Recorded information Start Marker

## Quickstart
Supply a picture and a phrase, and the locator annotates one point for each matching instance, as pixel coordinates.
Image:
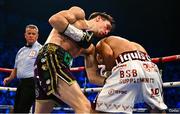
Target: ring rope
(97, 89)
(155, 60)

Recorded information End Marker

§ Directions for this task
Please print all of the records above exactly, omitting each picture.

§ Problem solution
## Quickstart
Supply a picture and a phrase, and the locator annotates one point for each matching instance, as pixel coordinates.
Image:
Target: ring rope
(97, 89)
(155, 60)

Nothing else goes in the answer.